• Task description
Starting at the line that contains "the player's outstretched" and ending at the final line below, rewrite those lines as a numbered list without blank lines. Include no other lines.

• Given records

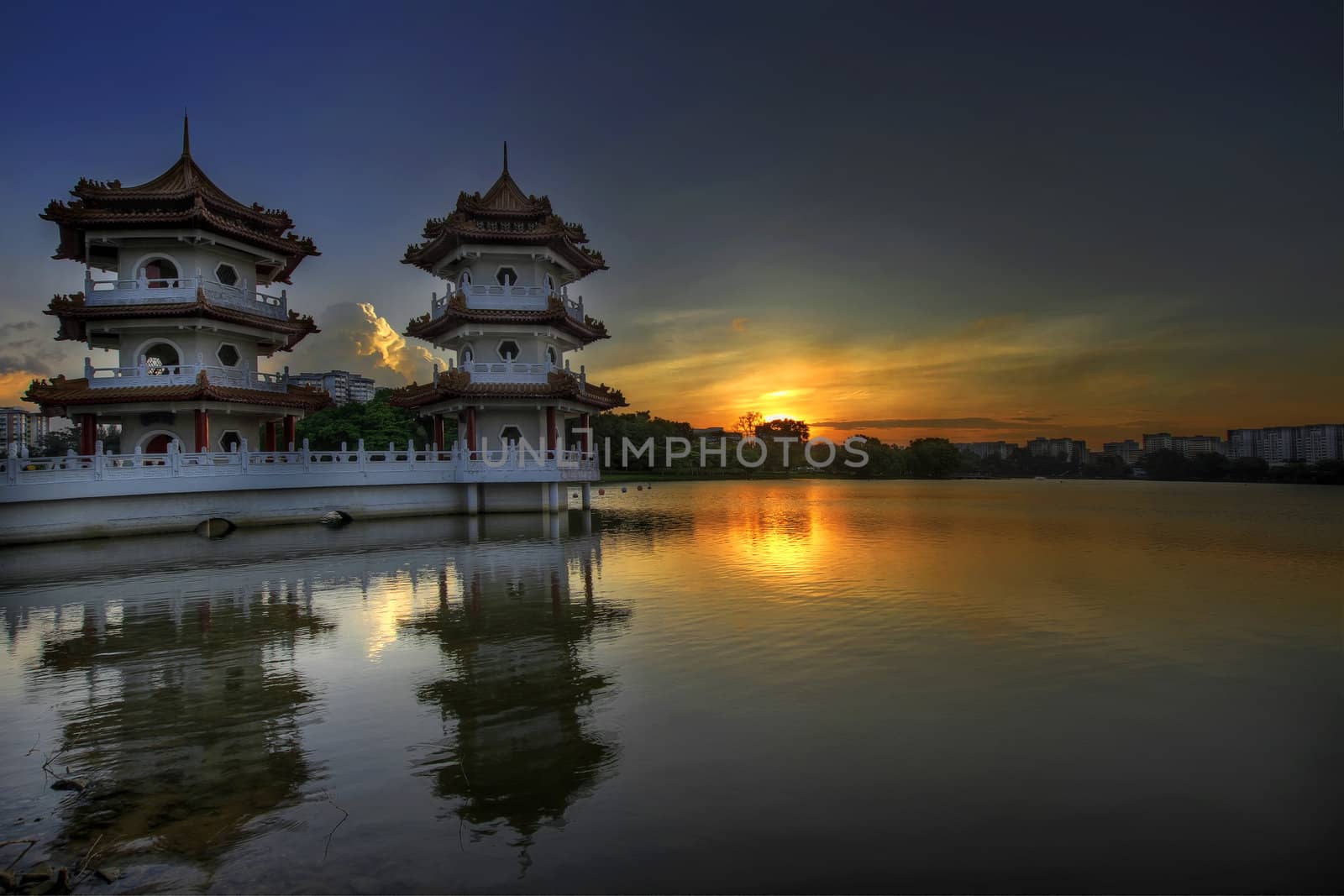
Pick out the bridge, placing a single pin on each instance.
(107, 495)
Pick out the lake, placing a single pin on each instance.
(788, 685)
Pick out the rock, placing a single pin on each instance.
(39, 875)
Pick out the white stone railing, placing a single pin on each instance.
(507, 371)
(171, 291)
(302, 468)
(495, 297)
(181, 375)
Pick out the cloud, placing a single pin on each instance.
(358, 338)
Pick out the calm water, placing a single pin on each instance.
(725, 687)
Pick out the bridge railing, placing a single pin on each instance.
(438, 463)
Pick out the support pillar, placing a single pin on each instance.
(87, 432)
(202, 430)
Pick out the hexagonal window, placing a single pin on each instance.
(228, 355)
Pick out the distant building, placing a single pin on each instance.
(1072, 450)
(342, 385)
(1184, 445)
(1129, 450)
(19, 425)
(1003, 450)
(1310, 443)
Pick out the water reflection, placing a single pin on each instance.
(190, 728)
(514, 622)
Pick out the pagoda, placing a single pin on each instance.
(172, 275)
(510, 322)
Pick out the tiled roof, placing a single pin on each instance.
(457, 383)
(181, 196)
(60, 391)
(74, 313)
(503, 215)
(456, 313)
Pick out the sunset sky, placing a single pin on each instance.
(974, 221)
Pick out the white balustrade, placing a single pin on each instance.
(183, 375)
(172, 291)
(507, 371)
(302, 468)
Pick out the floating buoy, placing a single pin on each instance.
(215, 528)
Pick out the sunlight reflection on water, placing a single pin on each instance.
(783, 685)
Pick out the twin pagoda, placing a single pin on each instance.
(188, 288)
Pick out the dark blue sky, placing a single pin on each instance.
(1090, 188)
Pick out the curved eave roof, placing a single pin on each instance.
(457, 383)
(74, 315)
(181, 196)
(504, 215)
(457, 315)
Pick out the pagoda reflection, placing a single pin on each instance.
(517, 622)
(188, 730)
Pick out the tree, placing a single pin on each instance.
(933, 457)
(748, 423)
(376, 422)
(58, 443)
(784, 429)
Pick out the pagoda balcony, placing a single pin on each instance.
(487, 297)
(175, 291)
(508, 371)
(183, 375)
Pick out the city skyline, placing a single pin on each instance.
(1129, 258)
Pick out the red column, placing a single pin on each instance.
(87, 432)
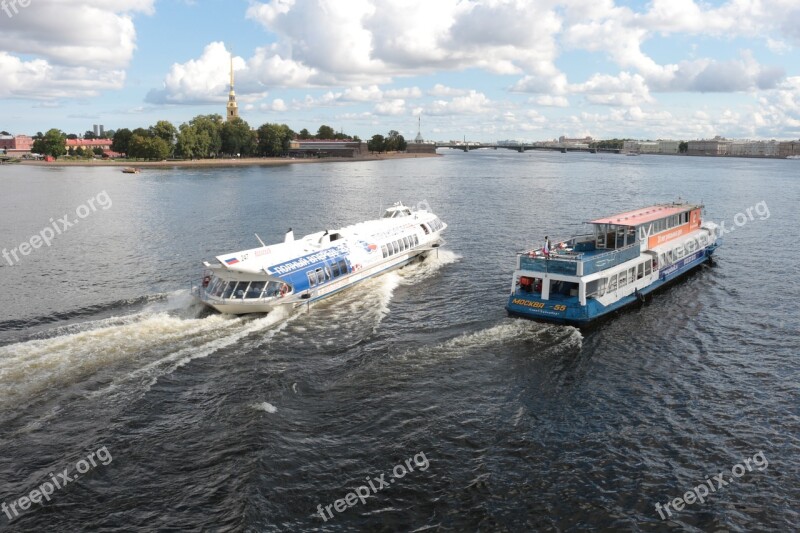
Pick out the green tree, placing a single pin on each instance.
(191, 143)
(52, 143)
(146, 147)
(274, 139)
(210, 127)
(394, 142)
(325, 132)
(121, 140)
(164, 129)
(376, 144)
(238, 138)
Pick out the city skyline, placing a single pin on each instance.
(484, 70)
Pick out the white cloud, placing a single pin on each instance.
(622, 90)
(444, 91)
(406, 92)
(474, 103)
(78, 53)
(391, 107)
(547, 100)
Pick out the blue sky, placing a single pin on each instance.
(484, 69)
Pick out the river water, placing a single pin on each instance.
(469, 419)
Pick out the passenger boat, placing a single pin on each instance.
(624, 258)
(296, 272)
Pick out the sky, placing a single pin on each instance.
(481, 70)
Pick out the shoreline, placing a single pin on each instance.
(238, 162)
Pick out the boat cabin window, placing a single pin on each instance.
(229, 289)
(255, 289)
(238, 292)
(397, 212)
(215, 286)
(614, 237)
(528, 284)
(563, 288)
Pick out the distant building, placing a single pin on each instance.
(789, 148)
(90, 144)
(669, 147)
(16, 144)
(232, 107)
(326, 148)
(715, 146)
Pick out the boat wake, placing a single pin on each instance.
(113, 356)
(542, 339)
(436, 260)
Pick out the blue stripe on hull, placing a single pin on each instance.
(344, 287)
(569, 311)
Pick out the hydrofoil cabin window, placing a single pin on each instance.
(255, 289)
(229, 289)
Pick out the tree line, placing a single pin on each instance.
(205, 136)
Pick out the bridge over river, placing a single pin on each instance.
(523, 147)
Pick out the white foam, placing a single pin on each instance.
(436, 260)
(264, 406)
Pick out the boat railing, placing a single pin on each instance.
(570, 262)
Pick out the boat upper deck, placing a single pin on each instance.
(644, 215)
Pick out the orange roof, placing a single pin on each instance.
(645, 214)
(88, 142)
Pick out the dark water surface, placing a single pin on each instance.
(207, 421)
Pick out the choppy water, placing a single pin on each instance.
(250, 423)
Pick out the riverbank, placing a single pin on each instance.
(233, 162)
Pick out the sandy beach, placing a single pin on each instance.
(233, 162)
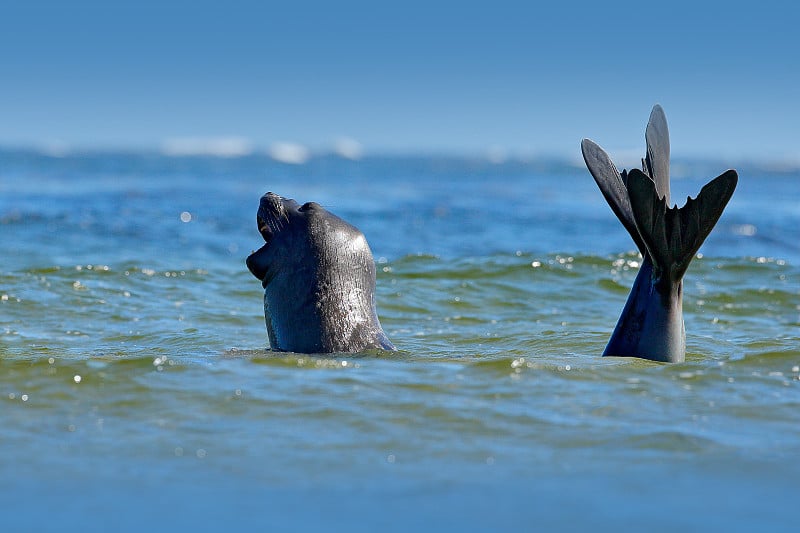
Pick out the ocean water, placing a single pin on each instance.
(137, 390)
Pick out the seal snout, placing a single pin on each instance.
(270, 212)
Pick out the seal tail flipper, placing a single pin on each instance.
(656, 162)
(673, 235)
(613, 185)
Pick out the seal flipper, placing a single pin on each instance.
(613, 185)
(673, 235)
(656, 162)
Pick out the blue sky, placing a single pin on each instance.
(408, 76)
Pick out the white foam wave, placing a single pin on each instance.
(214, 146)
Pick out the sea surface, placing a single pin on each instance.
(137, 391)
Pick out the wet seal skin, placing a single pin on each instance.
(651, 324)
(318, 276)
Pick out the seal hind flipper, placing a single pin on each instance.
(656, 162)
(613, 185)
(673, 235)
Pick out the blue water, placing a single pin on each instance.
(136, 389)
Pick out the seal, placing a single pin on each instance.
(651, 324)
(318, 276)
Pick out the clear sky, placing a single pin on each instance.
(530, 78)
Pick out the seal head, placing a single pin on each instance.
(318, 276)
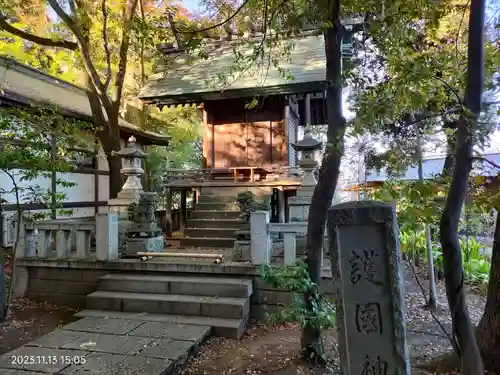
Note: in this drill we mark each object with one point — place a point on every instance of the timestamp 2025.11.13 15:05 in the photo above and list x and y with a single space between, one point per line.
48 360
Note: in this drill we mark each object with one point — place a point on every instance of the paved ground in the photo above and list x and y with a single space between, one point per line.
101 346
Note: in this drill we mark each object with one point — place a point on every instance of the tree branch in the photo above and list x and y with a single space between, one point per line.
4 25
84 51
106 44
219 24
493 164
123 52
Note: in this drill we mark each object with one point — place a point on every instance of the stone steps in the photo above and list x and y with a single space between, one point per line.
224 215
219 302
233 191
221 327
200 286
226 243
173 304
210 232
217 206
209 198
217 223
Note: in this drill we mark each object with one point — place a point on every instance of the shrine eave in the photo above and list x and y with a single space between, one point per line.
200 97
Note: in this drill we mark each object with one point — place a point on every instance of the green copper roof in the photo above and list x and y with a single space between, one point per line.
189 79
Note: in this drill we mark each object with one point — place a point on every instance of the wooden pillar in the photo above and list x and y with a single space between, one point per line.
53 158
308 109
281 205
168 213
183 210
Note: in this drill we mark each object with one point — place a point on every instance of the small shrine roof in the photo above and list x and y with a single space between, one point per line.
190 79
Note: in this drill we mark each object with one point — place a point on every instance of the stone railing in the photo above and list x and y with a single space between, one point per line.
233 174
71 238
261 244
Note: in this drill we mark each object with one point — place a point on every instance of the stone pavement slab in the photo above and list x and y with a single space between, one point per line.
173 331
168 349
56 339
108 347
104 325
114 344
44 360
112 364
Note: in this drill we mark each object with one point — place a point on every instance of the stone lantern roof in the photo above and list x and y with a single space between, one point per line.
308 143
131 150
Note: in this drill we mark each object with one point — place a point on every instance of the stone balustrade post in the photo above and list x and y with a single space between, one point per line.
107 236
260 239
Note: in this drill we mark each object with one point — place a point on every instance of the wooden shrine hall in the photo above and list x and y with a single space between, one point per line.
245 142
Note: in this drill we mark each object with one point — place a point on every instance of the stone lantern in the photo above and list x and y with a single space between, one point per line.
132 157
299 205
307 149
131 190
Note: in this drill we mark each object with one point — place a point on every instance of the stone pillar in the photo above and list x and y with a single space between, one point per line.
368 288
260 239
107 236
132 188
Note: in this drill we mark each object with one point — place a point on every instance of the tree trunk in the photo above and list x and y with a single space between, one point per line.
108 133
470 358
311 341
432 302
488 330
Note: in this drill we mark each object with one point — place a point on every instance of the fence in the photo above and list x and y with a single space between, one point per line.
69 238
261 243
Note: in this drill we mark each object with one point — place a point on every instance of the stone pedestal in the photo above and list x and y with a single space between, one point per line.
120 208
136 245
143 234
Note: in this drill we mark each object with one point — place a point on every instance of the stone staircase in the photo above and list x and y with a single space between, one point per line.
214 220
220 303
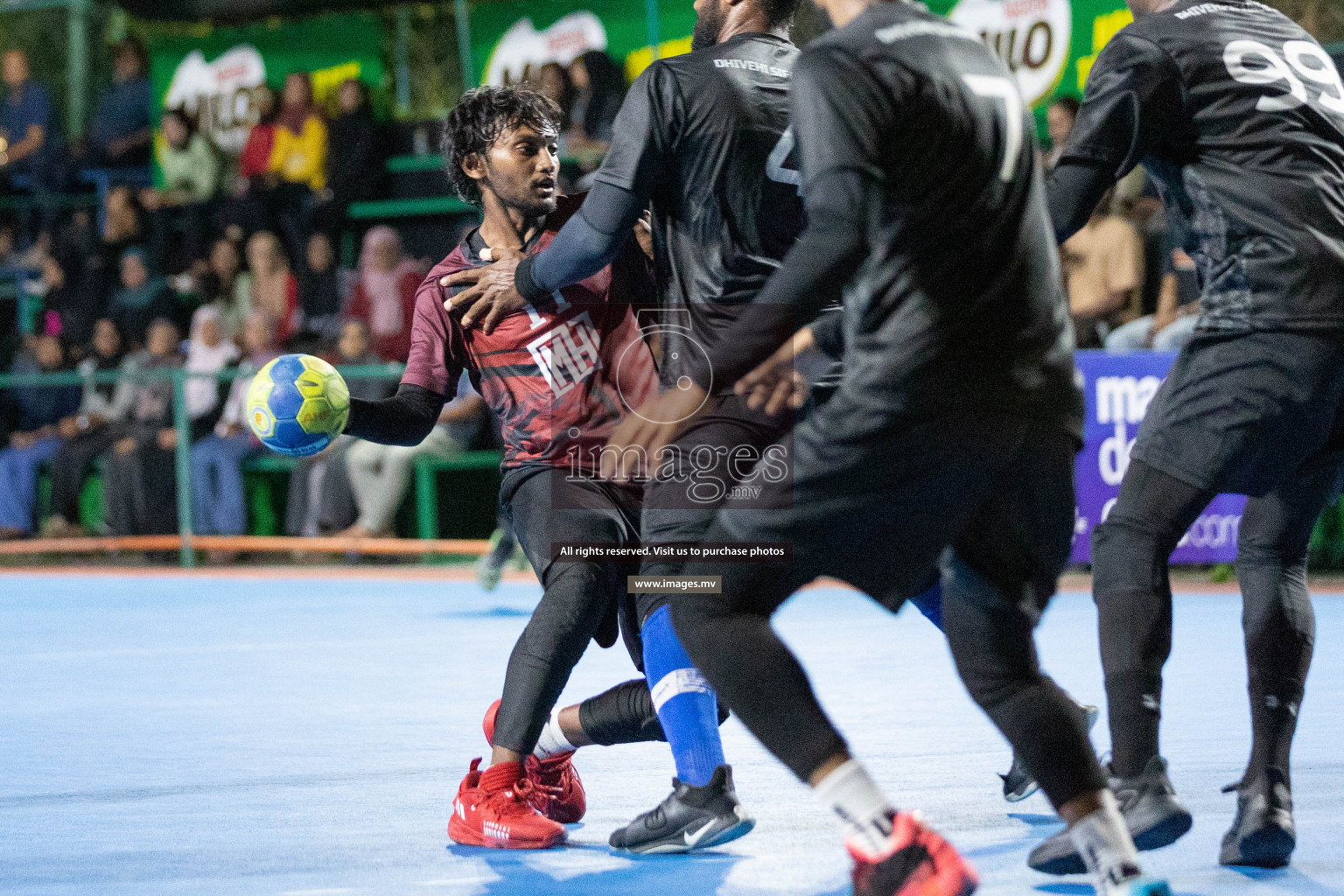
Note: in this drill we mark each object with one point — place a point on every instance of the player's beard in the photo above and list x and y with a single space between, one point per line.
707 27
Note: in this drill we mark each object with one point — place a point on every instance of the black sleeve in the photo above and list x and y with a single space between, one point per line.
621 190
1074 188
839 116
405 418
586 243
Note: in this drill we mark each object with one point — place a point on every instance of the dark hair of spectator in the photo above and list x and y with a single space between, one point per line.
779 14
1068 103
481 117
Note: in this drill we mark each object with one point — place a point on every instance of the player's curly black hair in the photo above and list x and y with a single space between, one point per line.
478 121
779 12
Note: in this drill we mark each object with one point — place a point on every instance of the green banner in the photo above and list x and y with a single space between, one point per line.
214 72
511 39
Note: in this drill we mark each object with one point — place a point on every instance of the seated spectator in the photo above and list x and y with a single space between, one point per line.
245 210
318 290
354 156
385 294
29 124
93 429
1178 309
320 499
217 477
1060 122
185 203
38 437
272 286
1103 276
120 133
140 486
381 474
598 90
142 298
298 160
223 283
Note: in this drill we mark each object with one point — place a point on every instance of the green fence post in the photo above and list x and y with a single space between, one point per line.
464 43
183 424
77 65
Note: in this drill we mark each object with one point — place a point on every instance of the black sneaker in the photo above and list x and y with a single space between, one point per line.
1019 783
1152 815
689 818
1263 835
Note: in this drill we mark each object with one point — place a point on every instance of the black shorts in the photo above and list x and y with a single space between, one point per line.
1238 414
546 507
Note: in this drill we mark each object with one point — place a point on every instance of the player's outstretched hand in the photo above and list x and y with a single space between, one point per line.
776 384
489 296
646 431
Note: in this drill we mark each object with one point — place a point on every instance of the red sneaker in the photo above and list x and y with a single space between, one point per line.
558 792
494 808
915 863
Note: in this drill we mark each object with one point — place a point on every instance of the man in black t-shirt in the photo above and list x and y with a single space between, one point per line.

• Full answer
1. Note: in this drill we mark each object with one point — place a point on every instance of the player's outstretched hand in the photo above and list x and y with a single space between, one point per line.
2. 776 384
3. 489 296
4. 646 431
5. Note: in this drill we mark each object with one point — place a point on every instance of the red sneaker in the photo above and list x and y with a single space between, one point per line.
6. 558 792
7. 494 808
8. 915 863
9. Note: in this drill we mark each object with one point — place a point on every instance of the man in black t-shirt in the photo above and list x and y with a single space between, one point per line.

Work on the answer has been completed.